A l’instar des opérations de LBO classique, le montage d’un OBO utilise des effets de levier juridique et financier.

L’effet de levier juridique :

En effet, à l’issue de l’opération, malgré la cession de 70% de ses titres de participation à l’entreprise cible, le dirigeant-actionnaire continue de contrôler indirectement l’entreprise. En effet, l’interposition d’une holding entre le dirigeant-actionnaire et la cible permet à celui-ci, avec un apport relativement limité (6 Millions d’euros) par rapport à la valeur de la cible (20 millions d’euros), d’être actionnaire majoritaire (détention de 60% du capital) de la holding de reprise qui elle-même détient 100% de l’entreprise. C’est l’effet de levier juridique.

L’effet de levier financier :

Le montage d’un OBO a pour conséquence pour l’actionnaire-dirigeant une augmentation significative de la valeur de son patrimoine personnel par une « cession à double détente » de sa participation. Concrètement, dans notre exemple, l’actionnaire-dirigeant bénéficiera d’un cash-out de 14 millions d’euros le jour de la réalisation de l’OBO puis, dans un second temps et dans le cadre d’un nouvel OBO ou d’une transmission de l’entreprise, pourra bénéficier d’une nouvelle source de revenu sur la base d’une valorisation de sa participation de 60% du capital de la holding. C’est l’effet de levier financier.

 

Illustration au travers d’un cas réel : l’OBO de l’enseigne Bonpoint

L’OBO de l’entreprise Bonpoint, enseigne de vêtement de luxe pour enfants créée par Marie-France et Bernard Cohen à Paris en 1975, illustre le montage d’un OBO. Aujourd’hui, la marque pour enfants qui symbolise le savoir-faire français totalise plus de 100 adresses dans le monde de Paris à New York en passant par Tokyo et Sao Paulo. En 2003, à l’approche de la soixantaine, le couple fondateur souhaite faire de son succès commercial un tremplin pour une autre activité mais aucun de leurs enfants ne souhaite reprendre l’affaire. Le couple fondateur est alors contraint de trouver un repreneur extérieur afin de pérenniser les emplois et ainsi pouvoir se lancer dans un nouveau projet à caractère philanthropique.

Entrées de pointage d'objets nommés:
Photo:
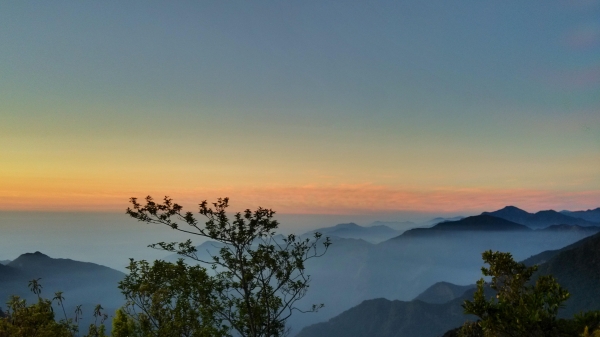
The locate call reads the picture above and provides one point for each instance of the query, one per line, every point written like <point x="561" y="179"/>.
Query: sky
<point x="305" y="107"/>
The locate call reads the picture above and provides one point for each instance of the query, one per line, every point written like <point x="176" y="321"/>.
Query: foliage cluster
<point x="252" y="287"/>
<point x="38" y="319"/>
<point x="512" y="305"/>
...
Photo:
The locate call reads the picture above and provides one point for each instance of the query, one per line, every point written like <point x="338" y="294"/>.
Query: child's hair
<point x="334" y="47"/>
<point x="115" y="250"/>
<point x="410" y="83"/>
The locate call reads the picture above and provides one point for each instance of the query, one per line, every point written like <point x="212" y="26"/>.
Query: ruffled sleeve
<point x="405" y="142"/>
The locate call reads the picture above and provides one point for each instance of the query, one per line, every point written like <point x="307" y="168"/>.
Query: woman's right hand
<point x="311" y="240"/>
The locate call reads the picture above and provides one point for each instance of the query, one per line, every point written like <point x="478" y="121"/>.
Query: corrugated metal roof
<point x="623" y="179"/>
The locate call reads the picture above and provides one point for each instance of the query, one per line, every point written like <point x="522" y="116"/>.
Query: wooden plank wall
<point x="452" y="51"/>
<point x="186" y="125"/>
* * *
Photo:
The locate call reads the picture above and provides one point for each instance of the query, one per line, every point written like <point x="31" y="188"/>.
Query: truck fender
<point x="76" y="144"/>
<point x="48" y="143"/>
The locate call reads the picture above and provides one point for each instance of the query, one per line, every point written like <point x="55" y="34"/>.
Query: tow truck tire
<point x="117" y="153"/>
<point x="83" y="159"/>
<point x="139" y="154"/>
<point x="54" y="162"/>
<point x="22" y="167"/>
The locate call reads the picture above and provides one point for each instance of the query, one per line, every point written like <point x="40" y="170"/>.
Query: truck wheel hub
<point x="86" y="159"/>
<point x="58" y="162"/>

> _CONSIGNE 1_: Reproduisez fidèlement le passage de l'extrait sur le montage d'un OBO qui s'ouvre sur les mots contenant « Illustration au travers » et se clôt sur « à caractère philanthropique. ».
> _CONSIGNE 2_: Combien de lignes des entrées contiennent la chaîne « truck », en tenant compte de la casse ? Donnez seulement le nombre.
L'extrait et les entrées sont indépendants l'un de l'autre.

> _RÉPONSE 1_:
Illustration au travers d’un cas réel : l’OBO de l’enseigne Bonpoint

L’OBO de l’entreprise Bonpoint, enseigne de vêtement de luxe pour enfants créée par Marie-France et Bernard Cohen à Paris en 1975, illustre le montage d’un OBO. Aujourd’hui, la marque pour enfants qui symbolise le savoir-faire français totalise plus de 100 adresses dans le monde de Paris à New York en passant par Tokyo et Sao Paulo. En 2003, à l’approche de la soixantaine, le couple fondateur souhaite faire de son succès commercial un tremplin pour une autre activité mais aucun de leurs enfants ne souhaite reprendre l’affaire. Le couple fondateur est alors contraint de trouver un repreneur extérieur afin de pérenniser les emplois et ainsi pouvoir se lancer dans un nouveau projet à caractère philanthropique.

> _RÉPONSE 2_: 3